### GIVEN PROBLEM
From the material below, gather every line that contains the string "roof" and copy each one in full.

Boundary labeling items
+---+
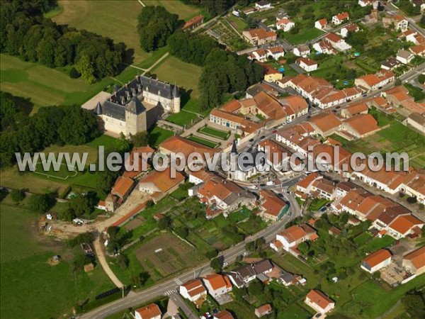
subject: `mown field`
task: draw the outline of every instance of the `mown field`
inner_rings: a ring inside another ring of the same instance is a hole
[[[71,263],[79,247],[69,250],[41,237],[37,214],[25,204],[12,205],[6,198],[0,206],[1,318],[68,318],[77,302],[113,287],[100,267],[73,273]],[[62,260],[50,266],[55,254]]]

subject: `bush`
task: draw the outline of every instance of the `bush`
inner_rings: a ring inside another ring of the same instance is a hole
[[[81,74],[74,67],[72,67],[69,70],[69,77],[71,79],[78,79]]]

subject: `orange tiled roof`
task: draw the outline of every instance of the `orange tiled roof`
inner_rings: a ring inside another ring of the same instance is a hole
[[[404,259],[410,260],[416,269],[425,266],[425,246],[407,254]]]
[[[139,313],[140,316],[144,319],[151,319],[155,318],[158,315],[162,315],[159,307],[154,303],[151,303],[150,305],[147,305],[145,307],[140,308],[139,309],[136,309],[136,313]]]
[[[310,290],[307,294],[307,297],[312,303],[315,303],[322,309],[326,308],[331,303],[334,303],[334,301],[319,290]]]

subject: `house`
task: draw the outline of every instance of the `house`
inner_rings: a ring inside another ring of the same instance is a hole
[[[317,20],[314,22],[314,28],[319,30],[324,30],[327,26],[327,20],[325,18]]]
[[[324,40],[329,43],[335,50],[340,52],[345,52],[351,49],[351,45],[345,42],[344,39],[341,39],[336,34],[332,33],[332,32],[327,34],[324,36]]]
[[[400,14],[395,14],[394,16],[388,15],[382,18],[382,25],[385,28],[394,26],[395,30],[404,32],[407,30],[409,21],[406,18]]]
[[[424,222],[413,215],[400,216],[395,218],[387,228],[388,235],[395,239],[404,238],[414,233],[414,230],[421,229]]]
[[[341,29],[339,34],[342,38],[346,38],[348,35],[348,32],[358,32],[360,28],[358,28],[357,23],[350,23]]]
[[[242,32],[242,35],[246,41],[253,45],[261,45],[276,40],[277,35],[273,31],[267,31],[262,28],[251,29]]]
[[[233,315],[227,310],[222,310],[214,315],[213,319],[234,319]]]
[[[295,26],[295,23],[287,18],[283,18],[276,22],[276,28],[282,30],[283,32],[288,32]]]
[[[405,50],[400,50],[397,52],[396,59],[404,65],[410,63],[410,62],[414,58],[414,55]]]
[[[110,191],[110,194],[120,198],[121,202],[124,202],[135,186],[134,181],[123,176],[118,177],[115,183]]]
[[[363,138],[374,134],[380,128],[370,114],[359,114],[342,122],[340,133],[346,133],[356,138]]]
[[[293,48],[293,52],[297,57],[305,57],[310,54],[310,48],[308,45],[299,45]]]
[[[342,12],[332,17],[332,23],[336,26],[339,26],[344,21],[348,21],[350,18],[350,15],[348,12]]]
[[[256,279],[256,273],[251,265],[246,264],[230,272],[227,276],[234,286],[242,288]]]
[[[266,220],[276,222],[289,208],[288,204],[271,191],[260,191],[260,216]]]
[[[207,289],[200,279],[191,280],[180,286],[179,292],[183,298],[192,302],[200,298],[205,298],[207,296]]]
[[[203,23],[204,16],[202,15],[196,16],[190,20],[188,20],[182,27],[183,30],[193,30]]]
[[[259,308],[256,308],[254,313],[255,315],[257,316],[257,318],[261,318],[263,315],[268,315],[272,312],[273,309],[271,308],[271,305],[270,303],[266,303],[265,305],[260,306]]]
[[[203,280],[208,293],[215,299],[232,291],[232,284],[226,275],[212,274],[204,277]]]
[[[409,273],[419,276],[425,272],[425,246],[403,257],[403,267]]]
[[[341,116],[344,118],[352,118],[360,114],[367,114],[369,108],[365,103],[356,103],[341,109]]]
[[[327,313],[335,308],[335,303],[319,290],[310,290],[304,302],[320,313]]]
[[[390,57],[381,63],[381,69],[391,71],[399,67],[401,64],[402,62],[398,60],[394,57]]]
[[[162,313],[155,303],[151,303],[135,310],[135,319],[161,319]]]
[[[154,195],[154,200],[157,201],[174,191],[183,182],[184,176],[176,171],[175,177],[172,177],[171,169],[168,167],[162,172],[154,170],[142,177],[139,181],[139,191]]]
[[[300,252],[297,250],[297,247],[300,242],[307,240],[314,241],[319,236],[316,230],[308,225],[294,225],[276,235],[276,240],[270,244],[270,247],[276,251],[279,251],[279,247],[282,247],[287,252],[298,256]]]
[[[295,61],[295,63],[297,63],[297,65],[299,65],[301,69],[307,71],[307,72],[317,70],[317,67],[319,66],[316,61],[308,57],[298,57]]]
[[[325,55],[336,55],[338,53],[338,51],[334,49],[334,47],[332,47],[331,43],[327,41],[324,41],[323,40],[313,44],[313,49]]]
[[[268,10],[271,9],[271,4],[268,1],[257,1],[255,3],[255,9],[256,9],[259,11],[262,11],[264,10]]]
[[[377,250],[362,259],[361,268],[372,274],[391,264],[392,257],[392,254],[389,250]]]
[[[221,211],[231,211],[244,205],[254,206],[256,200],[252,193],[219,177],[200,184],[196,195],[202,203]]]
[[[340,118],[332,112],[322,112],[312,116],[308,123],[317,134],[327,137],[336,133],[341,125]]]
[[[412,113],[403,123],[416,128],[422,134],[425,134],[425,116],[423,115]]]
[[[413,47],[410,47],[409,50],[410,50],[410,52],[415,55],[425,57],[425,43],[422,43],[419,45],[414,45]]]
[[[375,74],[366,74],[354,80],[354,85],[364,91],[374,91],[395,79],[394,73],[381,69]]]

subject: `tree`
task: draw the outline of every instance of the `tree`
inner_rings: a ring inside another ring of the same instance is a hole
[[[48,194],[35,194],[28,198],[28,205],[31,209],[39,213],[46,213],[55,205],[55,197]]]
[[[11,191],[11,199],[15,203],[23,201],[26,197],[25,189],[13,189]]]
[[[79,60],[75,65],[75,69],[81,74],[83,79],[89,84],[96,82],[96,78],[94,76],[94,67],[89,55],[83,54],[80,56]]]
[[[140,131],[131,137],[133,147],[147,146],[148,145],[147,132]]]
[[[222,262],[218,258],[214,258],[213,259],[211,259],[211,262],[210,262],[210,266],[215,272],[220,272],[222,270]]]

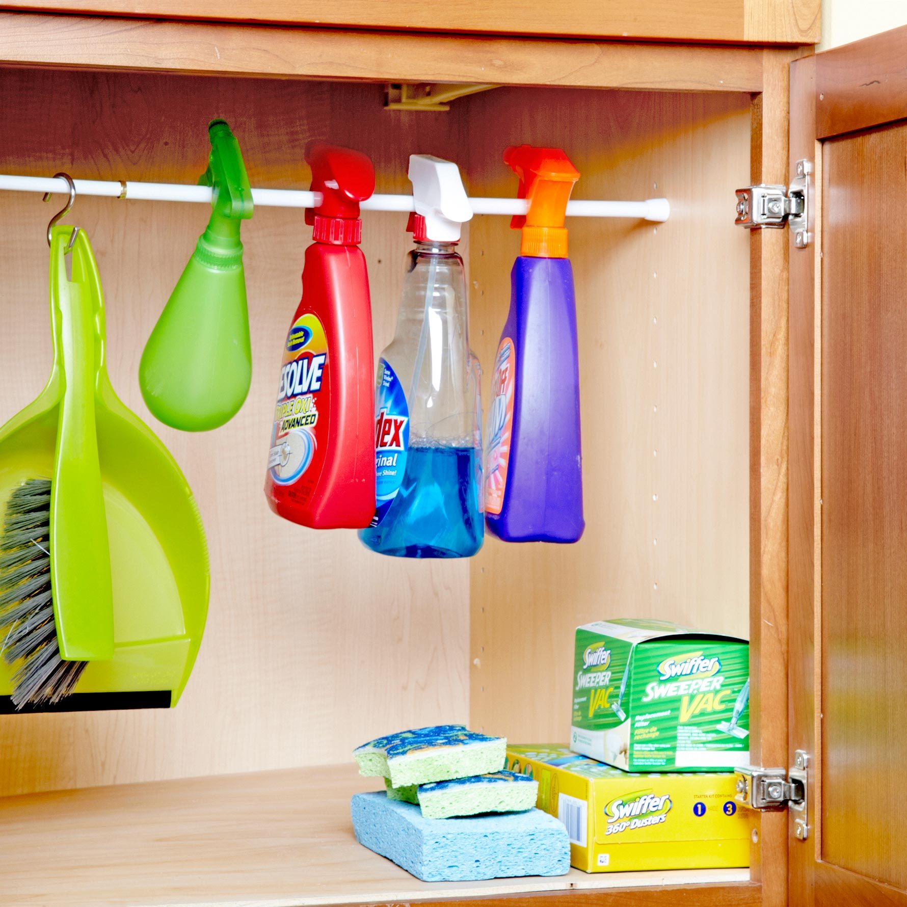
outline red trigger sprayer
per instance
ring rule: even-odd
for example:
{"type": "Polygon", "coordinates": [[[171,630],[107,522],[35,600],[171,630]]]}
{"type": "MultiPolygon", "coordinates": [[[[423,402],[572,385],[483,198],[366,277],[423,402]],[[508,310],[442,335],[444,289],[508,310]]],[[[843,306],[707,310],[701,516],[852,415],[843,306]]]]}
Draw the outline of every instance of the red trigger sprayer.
+---+
### COMPLETED EXERCISE
subject: `orange tiled roof`
task: draw the outline of every instance of the `orange tiled roof`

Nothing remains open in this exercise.